--- start READING TEXT ---

# 298: Intellect
Story behind the Passage
We forget so much, it is incredible. I admire the people who can quote passages and the corresponding authors’ names by heart. I have never been able to do this. I am happy if I remember a central statement by a sole author. It is not that I forget everything I once read. It is more like everything I read just stays separate from whatever is already present in my mind for a very short period of time; the time I spend intensely pondering this particular material. And as I go through this process, there is a certain point at which the new information becomes to attached to all previous thoughts and “knowledge” that I have trouble remembering the bits and pieces.

--- end READING TEXT ---

### COMPLETE THE FOLLOWING
1. Please translate this sentence from the Intellect text into Spanish: "I admire the people who can quote passages and the corresponding authors’ names by heart."
2. Repeat the stretch of the Intellect text from "# 298: Intellect" through "bits and pieces.", word for word.

--- start DATA SUPPLIED ---

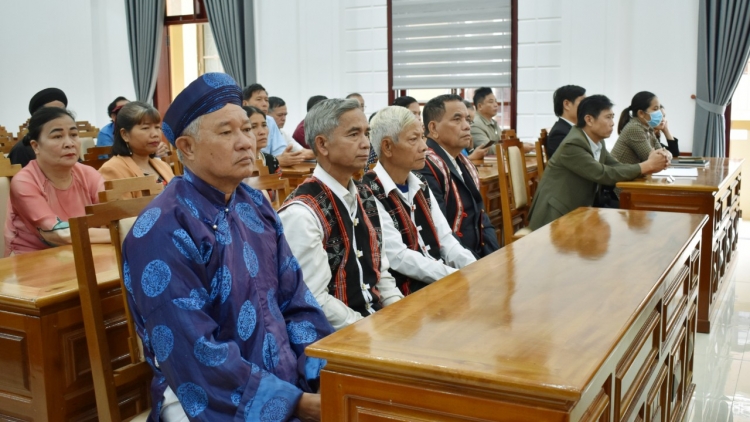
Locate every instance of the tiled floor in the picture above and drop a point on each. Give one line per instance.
(722, 361)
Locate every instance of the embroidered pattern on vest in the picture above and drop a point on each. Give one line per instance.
(337, 229)
(401, 217)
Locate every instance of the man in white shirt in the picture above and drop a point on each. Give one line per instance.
(334, 225)
(417, 240)
(278, 111)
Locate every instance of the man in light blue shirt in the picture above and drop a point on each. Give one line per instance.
(256, 95)
(107, 133)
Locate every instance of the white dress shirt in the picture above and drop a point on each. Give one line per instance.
(596, 147)
(414, 264)
(305, 234)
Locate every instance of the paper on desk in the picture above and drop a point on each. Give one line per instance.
(678, 172)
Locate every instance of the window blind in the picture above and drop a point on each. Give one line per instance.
(450, 44)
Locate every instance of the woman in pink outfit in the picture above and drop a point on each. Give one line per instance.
(51, 189)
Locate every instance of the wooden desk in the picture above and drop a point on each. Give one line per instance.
(716, 193)
(489, 187)
(45, 362)
(589, 318)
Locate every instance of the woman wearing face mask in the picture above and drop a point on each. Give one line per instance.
(137, 137)
(636, 129)
(52, 188)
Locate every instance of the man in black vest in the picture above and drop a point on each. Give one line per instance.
(417, 239)
(452, 177)
(333, 225)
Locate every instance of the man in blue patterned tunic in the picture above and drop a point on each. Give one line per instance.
(216, 294)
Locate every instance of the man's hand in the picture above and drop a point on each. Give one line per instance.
(308, 408)
(478, 153)
(162, 150)
(656, 162)
(289, 158)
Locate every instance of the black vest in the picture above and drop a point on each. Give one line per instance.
(401, 216)
(337, 228)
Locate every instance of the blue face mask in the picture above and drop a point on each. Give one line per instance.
(656, 118)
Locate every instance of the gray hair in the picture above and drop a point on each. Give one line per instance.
(389, 122)
(192, 130)
(324, 117)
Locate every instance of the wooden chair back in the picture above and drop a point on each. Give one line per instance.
(121, 189)
(515, 199)
(95, 152)
(279, 187)
(7, 171)
(136, 373)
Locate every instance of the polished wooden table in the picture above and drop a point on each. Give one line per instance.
(489, 187)
(46, 372)
(716, 193)
(591, 318)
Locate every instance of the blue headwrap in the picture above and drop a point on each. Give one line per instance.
(208, 93)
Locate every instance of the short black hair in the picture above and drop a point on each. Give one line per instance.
(274, 102)
(248, 92)
(111, 107)
(567, 92)
(314, 100)
(404, 101)
(592, 106)
(480, 94)
(435, 109)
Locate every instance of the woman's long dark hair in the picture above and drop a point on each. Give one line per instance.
(130, 115)
(641, 101)
(42, 117)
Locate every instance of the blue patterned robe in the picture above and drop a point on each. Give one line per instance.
(219, 302)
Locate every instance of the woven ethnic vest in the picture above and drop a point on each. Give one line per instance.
(401, 216)
(337, 231)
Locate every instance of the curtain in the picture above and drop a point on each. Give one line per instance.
(723, 51)
(232, 24)
(145, 19)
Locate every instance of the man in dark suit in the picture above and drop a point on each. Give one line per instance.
(566, 100)
(452, 177)
(582, 165)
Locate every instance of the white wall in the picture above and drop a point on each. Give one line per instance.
(326, 47)
(616, 48)
(79, 46)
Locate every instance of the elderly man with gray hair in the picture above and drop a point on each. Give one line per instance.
(334, 223)
(418, 241)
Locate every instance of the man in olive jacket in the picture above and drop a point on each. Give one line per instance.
(582, 163)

--- end DATA SUPPLIED ---

### ANSWERS TO THE EXERCISE
1. Admiro a las personas que pueden citar de memoria pasajes y los nombres de sus autores correspondientes.

2.
# 298: Intellect
Story behind the Passage
We forget so much, it is incredible. I admire the people who can quote passages and the corresponding authors’ names by heart. I have never been able to do this. I am happy if I remember a central statement by a sole author. It is not that I forget everything I once read. It is more like everything I read just stays separate from whatever is already present in my mind for a very short period of time; the time I spend intensely pondering this particular material. And as I go through this process, there is a certain point at which the new information becomes to attached to all previous thoughts and “knowledge” that I have trouble remembering the bits and pieces.